_Exercise prompt_
Return the listing below character for character.

============

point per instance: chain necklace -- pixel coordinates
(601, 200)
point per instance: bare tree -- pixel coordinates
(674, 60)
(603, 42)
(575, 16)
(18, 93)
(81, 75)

============

_Output below_
point per instance: chain necklace -- pixel coordinates
(601, 200)
point per instance: bare tree -- pixel coordinates
(674, 60)
(603, 42)
(575, 16)
(18, 93)
(81, 75)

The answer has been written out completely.